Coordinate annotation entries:
[start]

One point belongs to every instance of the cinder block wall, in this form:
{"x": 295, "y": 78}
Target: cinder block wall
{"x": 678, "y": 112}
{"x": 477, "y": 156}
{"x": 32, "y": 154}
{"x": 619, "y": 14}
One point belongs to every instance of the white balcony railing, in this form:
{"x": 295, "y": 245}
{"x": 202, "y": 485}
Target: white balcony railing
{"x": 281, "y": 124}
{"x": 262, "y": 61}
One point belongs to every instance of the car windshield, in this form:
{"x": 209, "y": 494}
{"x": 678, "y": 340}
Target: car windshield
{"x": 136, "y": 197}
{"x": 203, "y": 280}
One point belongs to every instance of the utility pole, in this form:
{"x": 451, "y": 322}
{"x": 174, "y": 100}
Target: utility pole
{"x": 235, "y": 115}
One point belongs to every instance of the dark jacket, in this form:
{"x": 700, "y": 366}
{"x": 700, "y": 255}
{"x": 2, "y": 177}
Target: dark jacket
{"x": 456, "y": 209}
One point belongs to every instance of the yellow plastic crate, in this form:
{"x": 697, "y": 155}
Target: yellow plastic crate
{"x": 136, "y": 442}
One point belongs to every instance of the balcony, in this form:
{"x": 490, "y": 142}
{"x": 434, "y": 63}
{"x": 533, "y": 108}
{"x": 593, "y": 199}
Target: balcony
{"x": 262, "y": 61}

[end]

EXERCISE:
Reproduce all of the records above verbatim, keeping every line in its original order.

SOLUTION FOR THIS PROBLEM:
One point belongs to every instance of the cinder block wall, in this form:
{"x": 295, "y": 78}
Target: cinder block wall
{"x": 678, "y": 112}
{"x": 477, "y": 156}
{"x": 32, "y": 154}
{"x": 619, "y": 14}
One point belongs to every instance of the white balcony railing, in this form:
{"x": 295, "y": 245}
{"x": 202, "y": 485}
Target: white balcony railing
{"x": 281, "y": 124}
{"x": 262, "y": 61}
One point belongs to every instance of the car windshield, in this form:
{"x": 209, "y": 494}
{"x": 678, "y": 340}
Target: car windshield
{"x": 136, "y": 197}
{"x": 203, "y": 280}
One point belongs to every instance of the utility pole, in this form:
{"x": 451, "y": 322}
{"x": 174, "y": 100}
Target: utility pole
{"x": 235, "y": 115}
One point belongs to every instance of the dark jacket, in this form:
{"x": 700, "y": 366}
{"x": 700, "y": 255}
{"x": 2, "y": 177}
Target: dark jacket
{"x": 456, "y": 209}
One point belongs to every instance of the yellow plastic crate, in this form:
{"x": 697, "y": 155}
Target: yellow plastic crate
{"x": 136, "y": 442}
One point belongs to every instance of the balcony, in this form:
{"x": 490, "y": 142}
{"x": 434, "y": 63}
{"x": 533, "y": 108}
{"x": 593, "y": 199}
Target: balcony
{"x": 262, "y": 61}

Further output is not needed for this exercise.